### KUTIPAN TEKS
----------
Dalam food estate, kata Satria, sudah banyak riset yang membuktikan ada dampak kerugian lingkungan dan ekonomi imbas program lumbung pangan. Temuan semacam ini, kata dia, tak seharusnya membuat seorang peneliti atau akademisi diancam bui.

“Karena itu bagian dari kebebasan mimbar akademik dan otonomi keilmuan. Itu jelas diatur dalam UU Nomor 12/2012 soal Pendidikan Tinggi di pasal 12,” kata Satria kepada wartawan Tirto, Selasa.

REHABILITASI JARINGAN IRIGASI FOOD ESTATE DI KALTENG

Foto udara jaringan irigasi untuk mengairi kawasan lumbung pangan nasional 'food estate' Dadahup di Kabupaten Kapuas, Desa Bentuk Jaya, Kalimantan Tengah, Rabu (21/4/2021). ANTARA FOTO/Makna Zaezar/rwa.

Apalagi, kata Satria, instrumen hukum saat ini seharusnya menjadi pedoman bagi aparat penegak hukum mematuhi prinsip Anti-SLAPP (strategic lawsuit against public participation). Bagi akademisi yang menyoroti kerugian lingkungan misalnya, sudah ada Undang-Undang Nomor 32 Tahun 2009 tentang Perlindungan dan Pengelolaan Lingkungan Hidup (PPLH) yang memastikan pejuang lingkungan tidak dapat dikriminalisasi baik gugatan perdata atau pidana.

Selain Pasal 66 dalam UU PPLH, Indonesia juga memiliki Peraturan Mahkamah Agung Nomor 1 Tahun 2023 dan Pedoman Jaksa Agung Nomor 8 Tahun 2022. Seharusnya berbagai instrumen hukum tersebut hadir untuk melindungi akademisi yang kritis.
----------
### SOAL 1
Jawablah pertanyaan berikut berdasarkan kutipan teks.
(a) Menurut Satria, undang-undang dan pasal mana yang mengatur kebebasan mimbar akademik dan otonomi keilmuan?
(b) Apa kepanjangan dari Anti-SLAPP?
(c) Selain Pasal 66 dalam UU PPLH, dua instrumen hukum apa lagi yang dimiliki Indonesia?
### SOAL 2
Ringkaslah kutipan teks dalam dua kalimat.
### SOAL 3
Sambunglah kutipan teks tentang perlindungan hukum bagi akademisi yang mengkritik food estate, mulai sesudah kalimat terakhirnya.
Data yang disertakan tidak diperlukan.

Kumpulan entri data
----------
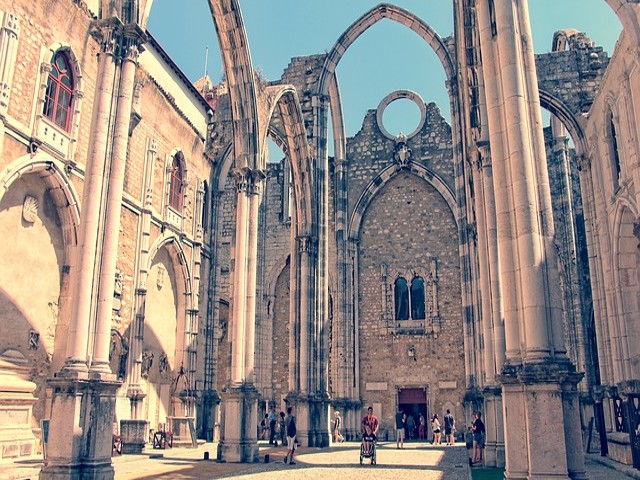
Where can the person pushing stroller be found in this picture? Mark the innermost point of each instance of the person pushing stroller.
(370, 426)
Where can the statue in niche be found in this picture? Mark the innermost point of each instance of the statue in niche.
(163, 364)
(402, 153)
(30, 209)
(118, 354)
(147, 362)
(34, 339)
(117, 285)
(160, 278)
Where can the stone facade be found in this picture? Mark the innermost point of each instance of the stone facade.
(176, 275)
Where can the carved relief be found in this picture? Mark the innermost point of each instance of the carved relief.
(163, 365)
(147, 362)
(402, 153)
(118, 354)
(30, 209)
(34, 340)
(160, 278)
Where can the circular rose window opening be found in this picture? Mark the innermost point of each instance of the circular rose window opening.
(402, 111)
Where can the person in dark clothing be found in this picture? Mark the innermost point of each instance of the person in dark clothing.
(478, 430)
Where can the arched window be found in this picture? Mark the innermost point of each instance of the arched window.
(417, 299)
(614, 153)
(59, 94)
(401, 291)
(205, 207)
(175, 190)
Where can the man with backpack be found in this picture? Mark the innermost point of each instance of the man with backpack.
(290, 423)
(449, 428)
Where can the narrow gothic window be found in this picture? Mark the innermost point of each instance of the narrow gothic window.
(205, 207)
(175, 190)
(401, 290)
(417, 299)
(59, 94)
(615, 154)
(492, 18)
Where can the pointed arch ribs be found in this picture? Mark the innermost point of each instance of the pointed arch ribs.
(386, 175)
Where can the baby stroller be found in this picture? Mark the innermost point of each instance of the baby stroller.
(371, 454)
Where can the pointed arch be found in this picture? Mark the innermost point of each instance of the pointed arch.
(384, 177)
(66, 199)
(285, 99)
(173, 245)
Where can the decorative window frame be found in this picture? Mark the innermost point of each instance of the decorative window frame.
(49, 135)
(172, 217)
(612, 140)
(287, 192)
(432, 323)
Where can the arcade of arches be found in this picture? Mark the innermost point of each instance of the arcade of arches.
(178, 281)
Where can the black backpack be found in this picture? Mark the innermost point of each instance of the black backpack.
(291, 428)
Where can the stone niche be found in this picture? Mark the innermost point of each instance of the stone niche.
(16, 406)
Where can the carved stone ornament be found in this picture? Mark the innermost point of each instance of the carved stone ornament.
(402, 153)
(34, 340)
(30, 209)
(160, 279)
(147, 362)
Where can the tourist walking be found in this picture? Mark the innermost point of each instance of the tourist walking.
(401, 419)
(449, 428)
(478, 430)
(435, 428)
(292, 431)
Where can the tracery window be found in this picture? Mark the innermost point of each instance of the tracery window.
(205, 206)
(175, 188)
(417, 299)
(614, 153)
(401, 290)
(59, 93)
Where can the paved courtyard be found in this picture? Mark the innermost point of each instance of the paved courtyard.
(416, 461)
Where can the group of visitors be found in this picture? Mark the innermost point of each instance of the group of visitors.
(405, 428)
(285, 427)
(282, 427)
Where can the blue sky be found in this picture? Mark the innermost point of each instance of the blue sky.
(385, 58)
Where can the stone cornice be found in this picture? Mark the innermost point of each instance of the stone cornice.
(169, 98)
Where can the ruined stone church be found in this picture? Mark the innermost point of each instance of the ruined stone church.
(159, 274)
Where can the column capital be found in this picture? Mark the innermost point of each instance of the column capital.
(636, 230)
(306, 243)
(106, 32)
(248, 180)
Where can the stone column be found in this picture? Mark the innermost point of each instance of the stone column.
(107, 32)
(240, 419)
(82, 409)
(132, 40)
(536, 368)
(9, 34)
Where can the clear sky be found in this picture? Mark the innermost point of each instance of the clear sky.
(385, 58)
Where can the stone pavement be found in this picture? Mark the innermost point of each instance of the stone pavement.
(415, 461)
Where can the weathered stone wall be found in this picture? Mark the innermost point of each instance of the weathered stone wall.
(369, 152)
(50, 25)
(573, 76)
(406, 225)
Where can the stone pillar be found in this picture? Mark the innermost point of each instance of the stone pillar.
(80, 432)
(132, 39)
(494, 448)
(107, 33)
(572, 427)
(135, 391)
(9, 34)
(83, 405)
(536, 368)
(240, 417)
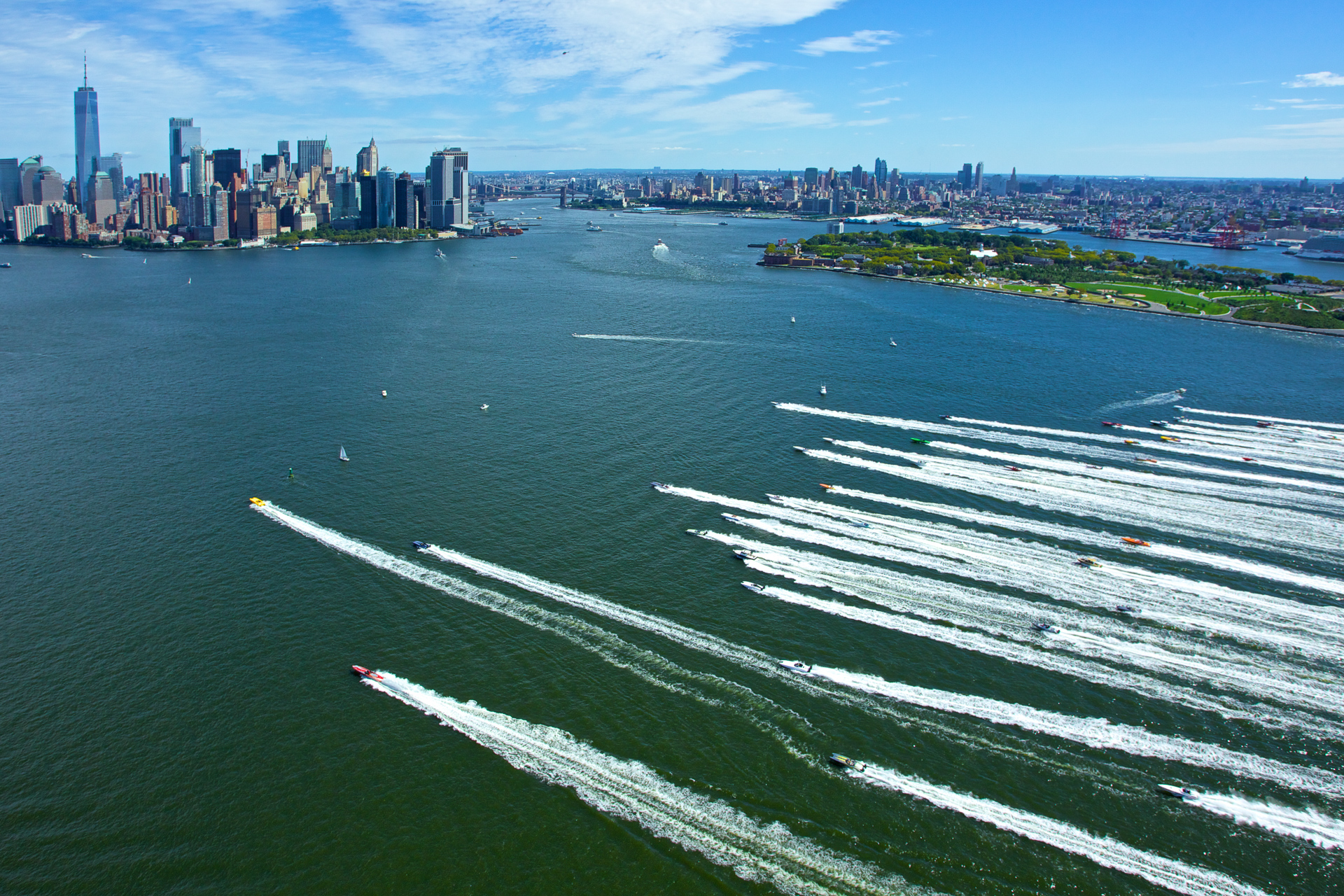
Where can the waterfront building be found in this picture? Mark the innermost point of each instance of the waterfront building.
(386, 198)
(406, 202)
(29, 220)
(366, 160)
(448, 184)
(48, 187)
(86, 134)
(10, 192)
(315, 153)
(182, 137)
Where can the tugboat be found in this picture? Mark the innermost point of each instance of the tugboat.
(838, 760)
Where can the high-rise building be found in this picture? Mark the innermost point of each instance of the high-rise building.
(314, 153)
(407, 207)
(10, 192)
(386, 198)
(48, 187)
(229, 163)
(86, 134)
(366, 160)
(182, 137)
(448, 186)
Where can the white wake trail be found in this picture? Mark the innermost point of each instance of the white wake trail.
(1092, 732)
(1171, 874)
(1102, 540)
(1304, 536)
(631, 790)
(1268, 419)
(1303, 824)
(644, 664)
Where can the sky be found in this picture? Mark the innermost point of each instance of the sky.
(1187, 89)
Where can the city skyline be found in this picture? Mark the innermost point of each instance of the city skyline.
(756, 86)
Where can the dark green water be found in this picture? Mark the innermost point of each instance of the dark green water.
(181, 716)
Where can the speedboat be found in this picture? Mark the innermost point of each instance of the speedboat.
(1179, 793)
(838, 760)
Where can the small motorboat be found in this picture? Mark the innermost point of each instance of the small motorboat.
(1179, 793)
(838, 760)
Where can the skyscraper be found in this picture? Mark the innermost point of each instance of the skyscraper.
(448, 188)
(366, 162)
(314, 153)
(182, 137)
(86, 136)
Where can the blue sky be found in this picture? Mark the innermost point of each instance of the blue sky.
(1163, 89)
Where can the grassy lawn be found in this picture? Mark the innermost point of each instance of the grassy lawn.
(1176, 301)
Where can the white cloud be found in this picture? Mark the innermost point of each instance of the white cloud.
(858, 42)
(1317, 80)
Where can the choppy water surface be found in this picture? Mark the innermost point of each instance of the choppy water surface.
(585, 696)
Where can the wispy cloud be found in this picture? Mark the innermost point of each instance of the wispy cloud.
(1317, 80)
(858, 42)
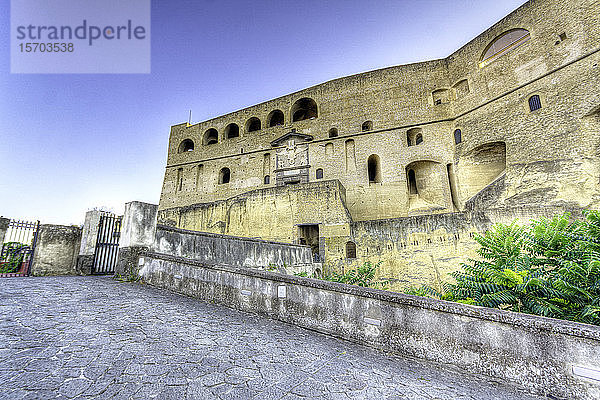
----------
### JAWABAN BENAR 1
(a) UU Nomor 12/2012 tentang Pendidikan Tinggi, pasal 12.
(b) Strategic lawsuit against public participation.
(c) Peraturan Mahkamah Agung Nomor 1 Tahun 2023 dan Pedoman Jaksa Agung Nomor 8 Tahun 2022.

### JAWABAN BENAR 2
Menurut Satria, riset yang membuktikan dampak kerugian lingkungan dan ekonomi dari program food estate tidak seharusnya membuat peneliti atau akademisi diancam bui, karena temuan itu bagian dari kebebasan mimbar akademik dan otonomi keilmuan yang diatur UU Nomor 12/2012. Instrumen hukum seperti Pasal 66 UU PPLH, Peraturan Mahkamah Agung Nomor 1 Tahun 2023, dan Pedoman Jaksa Agung Nomor 8 Tahun 2022 seharusnya hadir untuk melindungi akademisi yang kritis.

### JAWABAN BENAR 3
“Alih-alih melindungi, yang terjadi malah arogansi dari pejabat publik. Sikap antisains yang sebenarnya menjadi malapetaka bagi masa depan negara kita,” ucap Satria.

Memantik Ketakutan

Pemerintah seharusnya memahami dan sadar bahwa upaya-upaya pembatasan kebebasan akademik merupakan masalah yang serius. Aparatur negara perlu memahami prinsip-prinsip kebebasan akademik yang dikenal sebagai Prinsip Surabaya untuk Kebebasan Akademik pada 2017 yang sudah diadopsi pada Standar Norma dan Pengaturan (SNP) Komnas HAM Nomor 5 Tahun 2021.

Jaminan kebebasan akademik berhubungan erat dengan negara yang demokratis. Jika hal tersebut tidak terjamin, maka akan sangat sulit memelihara perlindungan sivitas akademika.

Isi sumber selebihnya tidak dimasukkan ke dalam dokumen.